*** Data for this task ***
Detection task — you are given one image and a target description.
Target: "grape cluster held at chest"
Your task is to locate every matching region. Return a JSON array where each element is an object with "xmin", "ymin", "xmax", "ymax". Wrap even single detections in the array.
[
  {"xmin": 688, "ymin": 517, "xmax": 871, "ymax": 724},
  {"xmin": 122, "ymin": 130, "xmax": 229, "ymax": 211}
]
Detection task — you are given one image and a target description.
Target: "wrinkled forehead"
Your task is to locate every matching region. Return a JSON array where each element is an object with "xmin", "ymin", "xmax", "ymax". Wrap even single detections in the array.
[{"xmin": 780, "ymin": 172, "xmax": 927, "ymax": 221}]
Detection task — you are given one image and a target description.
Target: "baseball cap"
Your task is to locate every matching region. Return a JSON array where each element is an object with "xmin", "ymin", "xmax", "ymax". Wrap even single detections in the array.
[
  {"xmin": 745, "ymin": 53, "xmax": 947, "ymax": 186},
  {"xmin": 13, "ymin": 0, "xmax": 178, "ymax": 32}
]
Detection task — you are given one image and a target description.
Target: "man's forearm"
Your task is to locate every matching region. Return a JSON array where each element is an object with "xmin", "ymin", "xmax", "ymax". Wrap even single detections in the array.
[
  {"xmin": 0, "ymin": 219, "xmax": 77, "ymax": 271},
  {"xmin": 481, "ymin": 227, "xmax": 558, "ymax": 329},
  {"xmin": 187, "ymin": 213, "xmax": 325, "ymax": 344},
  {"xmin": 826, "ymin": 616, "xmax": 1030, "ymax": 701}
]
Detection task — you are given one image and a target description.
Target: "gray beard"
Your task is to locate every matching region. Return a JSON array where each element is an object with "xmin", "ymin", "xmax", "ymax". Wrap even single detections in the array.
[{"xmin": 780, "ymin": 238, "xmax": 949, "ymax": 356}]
***
▸ Task to complete: Write out the whole listing exactly as it stands.

▸ Reply:
Detection task — you are given one image and a target description.
Target: "grape cluster held at chest"
Your task is to locate every matching region. Return a JSON array where each element is an object with "xmin", "ymin", "xmax", "ymax". Wrap even single detections in the array.
[
  {"xmin": 688, "ymin": 517, "xmax": 871, "ymax": 724},
  {"xmin": 122, "ymin": 130, "xmax": 229, "ymax": 211}
]
Detection task — you are given one image and a target description.
Target: "wrinkled forehead"
Your task is to locate every matching region. Return a JSON array where each element is an object with "xmin", "ymin", "xmax", "ymax". Wrap even single detections in the array.
[{"xmin": 780, "ymin": 172, "xmax": 927, "ymax": 221}]
Detection task — you are given one image and a target description.
Target: "baseball cap"
Your task is to locate every matching region. Return a JSON array where each element is an object with "xmin", "ymin", "xmax", "ymax". Wrap even single detections in the array.
[
  {"xmin": 745, "ymin": 53, "xmax": 947, "ymax": 186},
  {"xmin": 13, "ymin": 0, "xmax": 178, "ymax": 32}
]
Detection task — you are given one image and a target description.
Target: "man's forearm"
Your task is to locate every matching region. Return a JSON array where each element is an object with "xmin", "ymin", "xmax", "ymax". Wrap even single detections in the array.
[
  {"xmin": 0, "ymin": 219, "xmax": 77, "ymax": 271},
  {"xmin": 481, "ymin": 227, "xmax": 558, "ymax": 329},
  {"xmin": 187, "ymin": 213, "xmax": 325, "ymax": 344},
  {"xmin": 826, "ymin": 616, "xmax": 1030, "ymax": 701}
]
Detection task — you are given one image and a target description.
Target: "gray beard"
Your task is to locate every matching region. Return a JSON array where each element is an object with "xmin", "ymin", "xmax", "ymax". Wrap even single detections in the array.
[{"xmin": 780, "ymin": 238, "xmax": 949, "ymax": 356}]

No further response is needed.